**AUFGABENSTELLUNG**: Ordne alle Zeilen unten als nummerierte Liste an und lass die Leerzeilen weg.

Zeige-Einträge zu benannten Objekten
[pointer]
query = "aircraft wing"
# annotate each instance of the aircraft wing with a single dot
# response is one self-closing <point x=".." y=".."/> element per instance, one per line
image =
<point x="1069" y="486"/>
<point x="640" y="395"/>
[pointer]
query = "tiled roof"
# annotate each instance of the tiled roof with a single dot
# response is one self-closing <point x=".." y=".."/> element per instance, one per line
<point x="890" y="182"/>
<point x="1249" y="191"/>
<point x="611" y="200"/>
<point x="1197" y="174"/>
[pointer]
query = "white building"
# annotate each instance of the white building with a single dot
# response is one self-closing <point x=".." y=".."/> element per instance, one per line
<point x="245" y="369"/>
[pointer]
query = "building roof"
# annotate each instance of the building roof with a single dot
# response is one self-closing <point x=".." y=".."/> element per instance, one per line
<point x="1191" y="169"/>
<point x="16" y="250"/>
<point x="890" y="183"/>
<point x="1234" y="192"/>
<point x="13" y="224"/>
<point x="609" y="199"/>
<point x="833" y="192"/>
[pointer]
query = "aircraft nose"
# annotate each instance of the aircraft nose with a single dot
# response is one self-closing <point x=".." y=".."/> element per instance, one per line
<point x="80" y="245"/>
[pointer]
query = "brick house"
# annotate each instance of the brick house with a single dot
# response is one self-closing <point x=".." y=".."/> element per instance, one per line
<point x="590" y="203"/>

**LÖSUNG**:
1. [pointer]
2. query = "aircraft wing"
3. # annotate each instance of the aircraft wing with a single dot
4. # response is one self-closing <point x=".." y=".."/> element per instance, one per line
5. image =
6. <point x="1069" y="486"/>
7. <point x="640" y="395"/>
8. [pointer]
9. query = "tiled roof"
10. # annotate each instance of the tiled roof with a single dot
11. # response is one self-closing <point x=".." y=".."/> element per instance, one per line
12. <point x="890" y="182"/>
13. <point x="1249" y="191"/>
14. <point x="611" y="200"/>
15. <point x="1197" y="174"/>
16. [pointer]
17. query = "white building"
18. # annotate each instance of the white building with a single dot
19. # response is one self-closing <point x=".." y=".."/> element per instance, one per line
20. <point x="245" y="369"/>
21. [pointer]
22. query = "building roof"
23. # annotate each instance of the building roof with a single dot
24. # response is one self-closing <point x=".." y=".."/> element per instance, one per line
25. <point x="1191" y="169"/>
26. <point x="16" y="250"/>
27. <point x="890" y="183"/>
28. <point x="1234" y="192"/>
29. <point x="13" y="224"/>
30. <point x="609" y="199"/>
31. <point x="833" y="192"/>
32. [pointer]
33. query = "aircraft nose"
34. # annotate each instance of the aircraft nose with a single dot
35. # response is one self-closing <point x=".." y=".."/> element per instance, one per line
36. <point x="80" y="245"/>
37. [pointer]
38. query = "brick house"
39. # annotate each instance of the brick house with a single dot
40. # response is one self-closing <point x=".." y=".."/> element per instance, one per line
41. <point x="590" y="203"/>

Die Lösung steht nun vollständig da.